After graduating in 1992 I moved to a small apartment in Hyde Park, Chicago. I was told that a man living upstairs had been a faculty member at Dartmouth in 1932.1 did not have enough courage to introduce myself, until he spotted me in a school sweatshirt more than a year later and invited me up to talk.
The rest, literally, was history.
Dale Pontius was an assistant in the government department for one year, 1932-33. Prohibition was lifted when he was there. Students and professors celebrated during their annual outing trip in May by lugging bottles of beer up Mt. Lafayette. Dale showed me pictures in an old album of the Lost River and the mountain they climbed that weekend, and of a crowd at the summit, raising their bottles to the camera.
On campus Dale often saw Jose Orozco resting his eyes in the movie theater after worrying over his murals all day. Dale introduced himself one evening, and the two had a few drinks at a town pub. Dale described him as an intense, exuberant man who thought studio painting was "women's work."

****************

#### PROBLEM SET
1. Answer these questions from the passage about Dale Pontius, one line each:
(a) Where did the narrator move after graduating in 1992?
(b) What did students and professors carry up Mt. Lafayette during their annual outing trip?
(c) Where did Dale often see Jose Orozco resting his eyes after a day of work on the murals?
2. Continue the passage about Dale Pontius from the point where it ends.

****************

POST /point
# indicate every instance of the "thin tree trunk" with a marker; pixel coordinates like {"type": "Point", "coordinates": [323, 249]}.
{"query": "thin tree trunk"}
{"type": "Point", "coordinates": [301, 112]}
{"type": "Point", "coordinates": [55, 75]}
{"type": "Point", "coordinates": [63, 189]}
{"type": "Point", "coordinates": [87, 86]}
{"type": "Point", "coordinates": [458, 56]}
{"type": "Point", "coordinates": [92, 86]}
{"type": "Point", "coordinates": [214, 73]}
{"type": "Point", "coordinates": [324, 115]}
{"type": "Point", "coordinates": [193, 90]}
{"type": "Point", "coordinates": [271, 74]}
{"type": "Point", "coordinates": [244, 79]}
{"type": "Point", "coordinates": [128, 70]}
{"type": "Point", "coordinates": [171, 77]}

****************

#### ANSWERS TO THE TASKS
1.
(a) To a small apartment in Hyde Park, Chicago.
(b) Bottles of beer.
(c) In the movie theater on campus.

2.
There were rumors of an impending international crisis stirring up the town that winter. A professor returning from a leave of absence in Germany had brought a small, disturbing book back with him Mein Kampf It was the first time anyone in Hanover had seen a copy. Dale met with other faculty to discuss its significance. "I remember thinking it was very dark that night, as I walked back to my room a dark night in the middle of the winter."
One of his lasting impressions of Dartmouth was the blizzard of 1933. A storm came in the middle of May that year, dropping 30 inches of snow on Hanover, cutting power lines, and severing the campus from the outside world. "Do they still talk about it?" he asked me. I told him I'd seen pictures of students walking on planks across the Green, or diving out of their dorm windows into snow banks, or just standing there, frozen or contented. To be honest, I never bothered to look at the year.
It was a Depression year, a year of competing ideologies. Dale met once a week with a dozen students interested in the way the town was run. At his suggestion they began to interview people during their spare time to determine Hanover's economic power structure. It seems that some did not appreciate Dale's civic-mindedness; President Hopkins was among them. Though the government department had promised Dale a contract extension at the end of the year, it did not come through.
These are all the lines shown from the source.